-- AVAILABLE DATA follows --

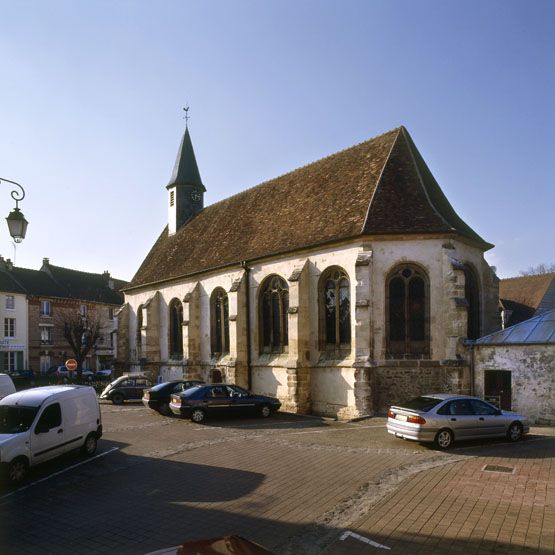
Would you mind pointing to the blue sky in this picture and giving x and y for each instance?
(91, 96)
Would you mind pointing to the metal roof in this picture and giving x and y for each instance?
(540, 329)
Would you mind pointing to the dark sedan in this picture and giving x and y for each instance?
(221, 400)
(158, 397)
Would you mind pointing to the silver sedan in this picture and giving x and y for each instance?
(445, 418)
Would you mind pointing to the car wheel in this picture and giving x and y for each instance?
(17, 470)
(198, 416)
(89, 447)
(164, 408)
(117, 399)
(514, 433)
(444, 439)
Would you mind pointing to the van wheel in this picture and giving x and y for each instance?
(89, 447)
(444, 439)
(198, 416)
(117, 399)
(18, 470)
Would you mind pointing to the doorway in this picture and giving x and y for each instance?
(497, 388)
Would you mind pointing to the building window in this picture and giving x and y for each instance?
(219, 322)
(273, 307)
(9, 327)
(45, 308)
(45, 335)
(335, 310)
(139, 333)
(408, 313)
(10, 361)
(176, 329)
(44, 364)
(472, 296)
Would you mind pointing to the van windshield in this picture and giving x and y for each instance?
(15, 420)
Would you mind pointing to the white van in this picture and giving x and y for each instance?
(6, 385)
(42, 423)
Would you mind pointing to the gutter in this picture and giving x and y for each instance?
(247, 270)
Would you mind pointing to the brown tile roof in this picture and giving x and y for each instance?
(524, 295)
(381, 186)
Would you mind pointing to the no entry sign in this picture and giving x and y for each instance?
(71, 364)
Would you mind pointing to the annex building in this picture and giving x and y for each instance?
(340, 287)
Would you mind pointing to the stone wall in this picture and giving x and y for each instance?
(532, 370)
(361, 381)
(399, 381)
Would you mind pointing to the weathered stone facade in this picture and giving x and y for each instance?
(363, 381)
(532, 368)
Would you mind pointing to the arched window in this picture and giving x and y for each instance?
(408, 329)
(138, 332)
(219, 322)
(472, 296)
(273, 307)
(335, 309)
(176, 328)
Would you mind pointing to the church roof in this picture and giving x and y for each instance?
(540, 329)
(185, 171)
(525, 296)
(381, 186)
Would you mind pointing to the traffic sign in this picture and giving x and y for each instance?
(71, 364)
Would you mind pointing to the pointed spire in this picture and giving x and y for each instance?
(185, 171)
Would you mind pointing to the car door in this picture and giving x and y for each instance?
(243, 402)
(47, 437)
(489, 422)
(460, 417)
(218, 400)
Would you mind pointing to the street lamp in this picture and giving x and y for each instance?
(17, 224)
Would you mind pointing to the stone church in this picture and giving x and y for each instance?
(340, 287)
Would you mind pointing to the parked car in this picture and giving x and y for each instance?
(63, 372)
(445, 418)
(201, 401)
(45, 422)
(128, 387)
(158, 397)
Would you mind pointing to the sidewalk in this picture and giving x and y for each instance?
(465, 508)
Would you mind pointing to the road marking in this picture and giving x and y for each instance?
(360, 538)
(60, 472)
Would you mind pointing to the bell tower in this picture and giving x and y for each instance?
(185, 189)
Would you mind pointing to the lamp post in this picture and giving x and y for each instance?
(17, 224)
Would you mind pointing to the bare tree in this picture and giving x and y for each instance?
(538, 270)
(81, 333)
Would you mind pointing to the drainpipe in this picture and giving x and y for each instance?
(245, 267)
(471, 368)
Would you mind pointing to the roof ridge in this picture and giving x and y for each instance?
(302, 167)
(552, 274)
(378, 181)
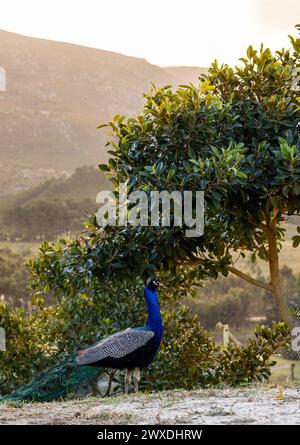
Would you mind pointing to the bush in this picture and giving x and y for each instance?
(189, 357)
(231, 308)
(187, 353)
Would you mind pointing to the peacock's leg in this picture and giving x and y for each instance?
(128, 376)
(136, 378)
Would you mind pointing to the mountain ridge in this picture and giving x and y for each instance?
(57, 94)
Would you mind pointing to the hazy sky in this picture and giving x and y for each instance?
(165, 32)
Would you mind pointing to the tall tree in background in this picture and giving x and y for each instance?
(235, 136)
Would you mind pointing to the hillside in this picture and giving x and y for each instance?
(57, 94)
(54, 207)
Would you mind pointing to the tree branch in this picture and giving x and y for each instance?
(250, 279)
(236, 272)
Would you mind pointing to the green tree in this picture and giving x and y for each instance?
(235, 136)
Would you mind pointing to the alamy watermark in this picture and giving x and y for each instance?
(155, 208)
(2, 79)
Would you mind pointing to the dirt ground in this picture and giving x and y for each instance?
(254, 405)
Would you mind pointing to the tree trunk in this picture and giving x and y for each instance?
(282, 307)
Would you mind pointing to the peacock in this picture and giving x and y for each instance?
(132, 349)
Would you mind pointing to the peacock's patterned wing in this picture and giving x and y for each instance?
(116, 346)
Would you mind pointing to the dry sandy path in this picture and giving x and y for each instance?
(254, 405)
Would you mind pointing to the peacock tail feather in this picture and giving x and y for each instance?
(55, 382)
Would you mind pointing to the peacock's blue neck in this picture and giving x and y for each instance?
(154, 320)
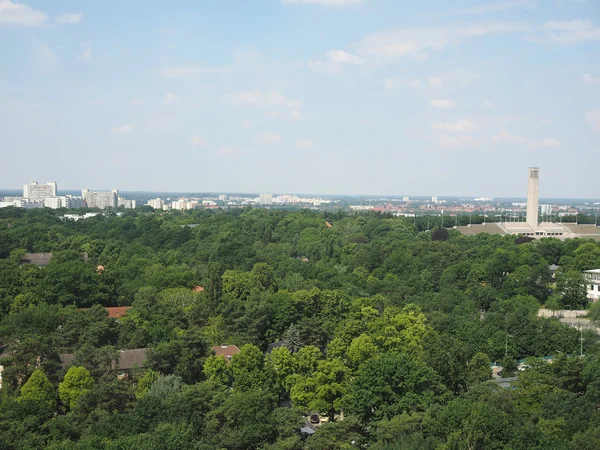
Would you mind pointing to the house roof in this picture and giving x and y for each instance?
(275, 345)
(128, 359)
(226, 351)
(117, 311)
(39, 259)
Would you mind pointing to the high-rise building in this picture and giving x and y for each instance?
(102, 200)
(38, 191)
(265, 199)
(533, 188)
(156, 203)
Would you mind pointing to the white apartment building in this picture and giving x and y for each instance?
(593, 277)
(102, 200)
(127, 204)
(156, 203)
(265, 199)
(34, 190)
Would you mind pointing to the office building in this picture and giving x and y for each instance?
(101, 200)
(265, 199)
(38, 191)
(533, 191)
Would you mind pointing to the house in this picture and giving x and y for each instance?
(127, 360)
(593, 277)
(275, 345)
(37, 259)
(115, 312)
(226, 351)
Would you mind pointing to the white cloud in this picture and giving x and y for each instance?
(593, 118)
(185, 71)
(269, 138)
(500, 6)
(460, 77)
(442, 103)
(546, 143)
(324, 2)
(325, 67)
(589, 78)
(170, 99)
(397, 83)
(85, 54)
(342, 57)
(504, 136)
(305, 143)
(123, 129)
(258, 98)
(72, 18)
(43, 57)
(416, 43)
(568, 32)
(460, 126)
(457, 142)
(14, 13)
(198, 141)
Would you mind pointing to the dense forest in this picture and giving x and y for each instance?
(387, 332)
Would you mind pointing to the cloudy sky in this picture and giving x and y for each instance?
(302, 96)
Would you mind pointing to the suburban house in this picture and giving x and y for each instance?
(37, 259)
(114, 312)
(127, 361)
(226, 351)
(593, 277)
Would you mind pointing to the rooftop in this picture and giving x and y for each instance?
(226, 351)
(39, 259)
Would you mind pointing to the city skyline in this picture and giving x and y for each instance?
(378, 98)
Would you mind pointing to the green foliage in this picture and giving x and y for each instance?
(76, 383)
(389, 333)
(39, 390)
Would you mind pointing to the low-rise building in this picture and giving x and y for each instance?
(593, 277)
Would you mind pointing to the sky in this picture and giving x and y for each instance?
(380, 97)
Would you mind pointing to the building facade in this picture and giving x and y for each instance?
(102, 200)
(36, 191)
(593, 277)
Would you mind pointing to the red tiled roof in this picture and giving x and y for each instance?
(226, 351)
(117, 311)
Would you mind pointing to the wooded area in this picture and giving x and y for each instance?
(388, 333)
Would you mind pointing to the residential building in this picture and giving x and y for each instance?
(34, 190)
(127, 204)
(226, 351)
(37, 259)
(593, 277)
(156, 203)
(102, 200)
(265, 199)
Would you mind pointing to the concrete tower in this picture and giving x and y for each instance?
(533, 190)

-- AVAILABLE DATA concluded --

Output the data exactly. Leave every picture out.

- _EXPECTED ANSWER_:
Would you mind pointing to the blue sky in this picture and giving x and y for each instance?
(91, 96)
Would you mind pointing to the metal roof in this picture and giving x and y for each instance?
(540, 329)
Would you mind pointing to the dark sedan in this picture and giving x and y for each instance?
(221, 400)
(158, 397)
Would you mind pointing to the silver sedan in this picture and giving x and y for each instance?
(445, 418)
Would you mind pointing to the car wheel in this picture and giving x and y for each instance?
(17, 470)
(198, 416)
(89, 447)
(164, 408)
(117, 399)
(514, 433)
(444, 439)
Would you mind pointing to the van wheel in this picture and giving x and y for each instance?
(89, 447)
(444, 439)
(198, 416)
(117, 399)
(18, 470)
Would you mind pointing to the doorway in this picture and giving x and y for each instance?
(497, 388)
Would you mind pointing to the building window in this picture and giving x and y for each instance?
(219, 322)
(273, 307)
(9, 327)
(45, 308)
(45, 335)
(335, 310)
(139, 333)
(408, 313)
(10, 361)
(176, 329)
(44, 364)
(472, 296)
Would you mind pointing to the van windshield in this picture and giving x and y for each instance?
(15, 420)
Would you mind pointing to the white van in this picture and giving x and y for each instance?
(6, 385)
(42, 423)
Would you mind pointing to the gutter in this picture and giving x and y for each instance?
(247, 270)
Would you mind pointing to the brown tile roof in this picture and giving x and y for each instance?
(524, 295)
(381, 186)
Would you mind pointing to the no entry sign in this picture and giving x and y for each instance?
(71, 364)
Would you mind pointing to the annex building in this picture and giving x and y for each instance?
(340, 287)
Would you mind pointing to the stone wall in this picture and giving x and y for each instance?
(532, 370)
(361, 381)
(399, 381)
Would you mind pointing to the weathered stone facade in this picture and giving x and y for each instance?
(363, 381)
(532, 368)
Would you mind pointing to the arched window in this picture and giving x and y for each instance?
(408, 329)
(138, 332)
(219, 322)
(472, 296)
(273, 307)
(335, 309)
(176, 328)
Would you mind pointing to the church roof in this picture and giving x and y for each instance?
(540, 329)
(185, 171)
(525, 296)
(381, 186)
Would you mind pointing to the traffic sign in this picture and giving x and y for each instance?
(71, 364)
Would you mind pointing to the pointed spire in this picture and giving x and y for each instance?
(185, 171)
Would you mind pointing to the car door in this picture and giving x and y for each instance?
(243, 402)
(47, 437)
(489, 422)
(460, 417)
(218, 400)
Would you mind pointing to the street lamp in this picture and giving x and y for each instance?
(17, 224)
Would you mind pointing to the stone church in this picture and giving x and y for each instance?
(340, 287)
Would you mind pointing to the parked car in this picture and giving x and y for each instance?
(63, 372)
(445, 418)
(201, 401)
(45, 422)
(128, 387)
(158, 397)
Would you mind pointing to the sidewalk in this picture and giving x and y for each instance?
(465, 508)
Would you mind pointing to the road marking in this picture and giving x and y for each instance?
(360, 538)
(60, 472)
Would you mind pointing to the bell tower in this picture and giving x and y for each instance?
(185, 189)
Would you mind pointing to the lamp post in this picture and giving x and y for each instance?
(17, 224)
Would you mind pointing to the bare tree in this picture and giving x and y for each instance?
(538, 270)
(81, 333)
Would you mind pointing to the drainpipe in this picture and giving x and y for each instance?
(245, 267)
(471, 368)
Would you mind pointing to the roof ridge in this picture and giving x and y for each instance?
(302, 167)
(552, 274)
(378, 181)
Would you mind pointing to the bush in this picture and giving x and y for each instance?
(189, 357)
(231, 308)
(187, 353)
Would you mind pointing to the peacock's leg in this picture and giving x and y for each instance?
(128, 376)
(136, 378)
Would you mind pointing to the mountain ridge in this picture and giving x and y for each instance?
(57, 94)
Would you mind pointing to the hazy sky in this picture and giving x and y for each instance?
(165, 32)
Would you mind pointing to the tall tree in background in this picture and giving x and y for each instance?
(235, 136)
Would you mind pointing to the hillside in this picture and giving x and y for each instance?
(57, 94)
(54, 207)
Would you mind pointing to the tree branch in this picture and giving x and y for each instance?
(250, 279)
(236, 272)
Would you mind pointing to the green tree in this picture and giving x and y for each instance?
(235, 136)
Would you mind pointing to the alamy watermark in this picture and giving x and y for each instance?
(155, 208)
(2, 79)
Would you mind pointing to the dirt ground in this picture and giving x and y for each instance?
(254, 405)
Would you mind pointing to the tree trunk in this picture and giving x and y for each instance?
(282, 307)
Would you mind pointing to the peacock in this picture and giving x and y for each instance?
(132, 349)
Would you mind pointing to the peacock's patterned wing in this picture and giving x and y for each instance?
(116, 346)
Would you mind pointing to the dry sandy path in this picture and giving x and y for each instance?
(254, 405)
Would you mind pointing to the peacock tail feather in this picture and giving x and y for each instance?
(55, 382)
Would you mind pointing to the peacock's blue neck in this picture and giving x and y for each instance?
(154, 320)
Would you mind pointing to the house roof in this picture and giving x and y for each instance?
(275, 345)
(128, 359)
(226, 351)
(117, 311)
(39, 259)
Would you mind pointing to the high-rise building in this picture and giving x and y for each instance?
(102, 200)
(38, 191)
(265, 199)
(533, 188)
(156, 203)
Would you mind pointing to the white apartment building in this picture and giving x and y for each instance?
(593, 277)
(102, 200)
(127, 204)
(156, 203)
(265, 199)
(34, 190)
Would you mind pointing to the office building in this picture and giving x and y for each instance?
(101, 200)
(265, 199)
(38, 191)
(533, 191)
Would you mind pointing to the house in this picture and giving x and y for each instance?
(127, 360)
(593, 277)
(275, 345)
(37, 259)
(115, 312)
(226, 351)
Would you mind pointing to the white cloud in this picture and giving x and y for each instance?
(593, 118)
(185, 71)
(269, 138)
(500, 6)
(460, 77)
(442, 103)
(546, 143)
(324, 2)
(325, 67)
(589, 78)
(170, 99)
(397, 83)
(85, 54)
(342, 57)
(504, 136)
(305, 143)
(123, 129)
(258, 98)
(72, 18)
(43, 57)
(416, 43)
(568, 32)
(460, 126)
(457, 142)
(14, 13)
(198, 141)
Would you mind pointing to the dense forest in this picture and giving x and y for each instance?
(387, 332)
Would you mind pointing to the cloudy sky in this picture and giving x and y for each instance?
(302, 96)
Would you mind pointing to the suburban house in this picture and giving x and y for each instance?
(37, 259)
(114, 312)
(127, 361)
(226, 351)
(593, 277)
Would you mind pointing to the rooftop in this picture and giving x and y for each instance?
(226, 351)
(39, 259)
Would you mind pointing to the city skyline in this picture and giving x and y for each instance?
(378, 98)
Would you mind pointing to the green foliage in this picture and giving x and y for each instance?
(76, 383)
(389, 333)
(39, 390)
Would you mind pointing to the low-rise building in this picture and giving x and y for each instance?
(593, 277)
Would you mind pointing to the sky in this picture and giving x and y for each instance?
(380, 97)
Would you mind pointing to the building facade in this picture and giving x and y for each instance?
(102, 200)
(36, 191)
(593, 277)
Would you mind pointing to the red tiled roof in this picture and giving x and y for each instance?
(226, 351)
(117, 311)
Would you mind pointing to the wooded area in this picture and giving x and y for each instance?
(388, 333)
Would you mind pointing to the residential building in this picture and giving x and y for each instance?
(34, 190)
(127, 204)
(226, 351)
(37, 259)
(593, 277)
(156, 203)
(102, 200)
(265, 199)
Would you mind pointing to the concrete tower in this picture and giving x and y for each instance?
(533, 190)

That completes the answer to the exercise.